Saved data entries
..............................
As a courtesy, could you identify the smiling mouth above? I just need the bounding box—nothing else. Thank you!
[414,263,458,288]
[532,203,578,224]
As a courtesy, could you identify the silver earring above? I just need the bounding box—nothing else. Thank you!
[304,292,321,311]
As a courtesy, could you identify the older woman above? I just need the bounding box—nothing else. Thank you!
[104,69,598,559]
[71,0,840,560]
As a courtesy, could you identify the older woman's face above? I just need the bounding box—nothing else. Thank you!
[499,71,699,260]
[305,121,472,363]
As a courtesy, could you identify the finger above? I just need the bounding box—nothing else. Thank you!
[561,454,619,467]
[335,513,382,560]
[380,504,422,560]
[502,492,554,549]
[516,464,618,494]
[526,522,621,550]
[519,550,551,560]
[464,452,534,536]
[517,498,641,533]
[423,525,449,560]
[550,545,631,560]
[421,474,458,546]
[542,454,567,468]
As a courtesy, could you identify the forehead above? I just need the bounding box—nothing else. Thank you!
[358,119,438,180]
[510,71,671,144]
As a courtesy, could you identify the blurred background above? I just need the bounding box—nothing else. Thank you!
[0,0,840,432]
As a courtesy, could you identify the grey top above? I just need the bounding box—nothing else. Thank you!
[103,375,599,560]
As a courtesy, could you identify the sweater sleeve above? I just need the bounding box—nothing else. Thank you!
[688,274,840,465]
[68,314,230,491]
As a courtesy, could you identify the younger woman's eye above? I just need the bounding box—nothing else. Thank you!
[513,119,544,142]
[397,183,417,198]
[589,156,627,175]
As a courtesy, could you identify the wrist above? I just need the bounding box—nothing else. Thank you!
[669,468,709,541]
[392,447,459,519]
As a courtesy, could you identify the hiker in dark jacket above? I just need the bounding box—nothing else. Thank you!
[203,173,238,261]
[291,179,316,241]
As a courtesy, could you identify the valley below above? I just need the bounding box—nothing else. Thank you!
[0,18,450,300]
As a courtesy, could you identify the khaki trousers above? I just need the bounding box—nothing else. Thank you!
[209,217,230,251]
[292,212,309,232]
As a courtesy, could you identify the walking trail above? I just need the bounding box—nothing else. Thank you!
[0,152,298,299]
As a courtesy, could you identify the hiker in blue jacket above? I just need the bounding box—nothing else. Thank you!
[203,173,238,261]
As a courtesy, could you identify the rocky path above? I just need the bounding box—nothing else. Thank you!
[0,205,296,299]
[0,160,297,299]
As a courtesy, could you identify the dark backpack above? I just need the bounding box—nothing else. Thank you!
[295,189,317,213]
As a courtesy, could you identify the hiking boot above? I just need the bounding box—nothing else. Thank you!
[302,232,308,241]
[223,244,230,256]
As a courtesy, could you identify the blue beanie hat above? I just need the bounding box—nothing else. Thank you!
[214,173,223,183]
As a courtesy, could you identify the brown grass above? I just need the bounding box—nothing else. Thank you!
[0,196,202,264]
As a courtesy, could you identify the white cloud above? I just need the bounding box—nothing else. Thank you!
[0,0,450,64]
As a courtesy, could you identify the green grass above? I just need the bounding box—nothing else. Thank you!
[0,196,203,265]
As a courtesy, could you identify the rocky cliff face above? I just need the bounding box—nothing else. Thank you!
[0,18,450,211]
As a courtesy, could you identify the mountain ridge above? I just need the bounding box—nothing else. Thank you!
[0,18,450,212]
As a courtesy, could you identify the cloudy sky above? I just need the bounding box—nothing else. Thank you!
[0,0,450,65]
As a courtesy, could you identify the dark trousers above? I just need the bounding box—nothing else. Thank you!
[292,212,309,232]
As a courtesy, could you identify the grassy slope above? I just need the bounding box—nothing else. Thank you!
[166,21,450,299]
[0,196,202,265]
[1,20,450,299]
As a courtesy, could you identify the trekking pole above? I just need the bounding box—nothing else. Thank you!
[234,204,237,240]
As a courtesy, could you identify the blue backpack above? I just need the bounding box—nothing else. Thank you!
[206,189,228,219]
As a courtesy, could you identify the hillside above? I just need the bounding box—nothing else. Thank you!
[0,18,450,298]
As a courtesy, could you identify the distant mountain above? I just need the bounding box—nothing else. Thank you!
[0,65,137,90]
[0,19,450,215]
..............................
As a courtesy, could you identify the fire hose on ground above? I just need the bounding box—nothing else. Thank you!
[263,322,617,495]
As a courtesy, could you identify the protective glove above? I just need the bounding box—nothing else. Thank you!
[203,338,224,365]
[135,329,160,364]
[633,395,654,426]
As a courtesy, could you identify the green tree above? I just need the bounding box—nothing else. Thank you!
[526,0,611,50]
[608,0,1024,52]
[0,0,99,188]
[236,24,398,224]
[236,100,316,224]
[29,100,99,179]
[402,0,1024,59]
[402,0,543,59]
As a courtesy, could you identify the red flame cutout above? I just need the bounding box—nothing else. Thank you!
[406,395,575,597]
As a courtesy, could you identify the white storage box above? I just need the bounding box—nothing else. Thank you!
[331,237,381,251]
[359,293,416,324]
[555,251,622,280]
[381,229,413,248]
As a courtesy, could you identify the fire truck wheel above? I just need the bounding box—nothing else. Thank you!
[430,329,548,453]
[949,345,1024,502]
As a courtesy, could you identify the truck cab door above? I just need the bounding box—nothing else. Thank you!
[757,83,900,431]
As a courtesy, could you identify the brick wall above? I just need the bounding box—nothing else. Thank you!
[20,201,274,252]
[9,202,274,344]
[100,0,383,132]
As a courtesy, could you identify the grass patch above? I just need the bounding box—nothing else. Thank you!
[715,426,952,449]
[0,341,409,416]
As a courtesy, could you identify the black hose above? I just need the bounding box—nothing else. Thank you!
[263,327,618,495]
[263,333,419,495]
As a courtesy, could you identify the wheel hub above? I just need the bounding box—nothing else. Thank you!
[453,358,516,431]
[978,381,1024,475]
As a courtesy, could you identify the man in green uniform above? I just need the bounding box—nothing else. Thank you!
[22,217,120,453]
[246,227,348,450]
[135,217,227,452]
..............................
| Exercise details |
Would you quote the items word for word, from the line with "As a courtesy, could you identify the smiling" up to and including the line with "[392,447,459,519]"?

| Solution for this task |
As a courtesy, could you identify the smiling mouth above? I just need the bounding box—nothing else. Thank you!
[414,263,458,288]
[532,203,578,224]
As a courtesy, could you identify the silver earring above? I just need the bounding box—nothing else. Thank you!
[304,292,321,311]
As a courtesy, could you identify the older woman above? I just need the bounding box—nothing else. Thank you!
[104,69,598,559]
[71,0,840,560]
As a courtesy, could you identify the older woman's face above? I just need the bounding box—nothing else. Thank you!
[499,71,699,260]
[305,121,472,363]
As a courtesy, could you identify the finger above? I just need the bounding box—nothing else. Thank you!
[561,454,619,467]
[335,513,382,560]
[380,504,422,560]
[502,492,554,549]
[516,464,618,494]
[526,522,621,550]
[519,550,551,560]
[464,452,534,536]
[517,498,641,533]
[423,525,449,560]
[550,545,631,560]
[421,474,458,546]
[542,454,567,468]
As a courtesy, could you identify the forehead above? I just need the bounding box—nothing else. Thank you!
[358,119,438,180]
[510,71,671,144]
As a courtesy, could you identify the blurred background above? I just need the bounding box—nothing else. Thank you!
[0,0,840,432]
As a courtesy, could you identify the grey top above? I just need the bounding box—nothing else. Thank you!
[103,375,599,560]
As a courtesy, could you identify the sweater sleeve above? I just need the bounding box—nothing else. Thank you!
[688,274,840,465]
[68,314,230,491]
As a courtesy, could you identify the younger woman's eye above? I just need the bounding box—nothing else. Thank you!
[513,119,544,142]
[397,183,417,198]
[589,156,627,175]
As a courtesy, could you identify the wrist above? I just need the bounding box—nothing else. Thank you!
[669,468,709,541]
[392,447,459,519]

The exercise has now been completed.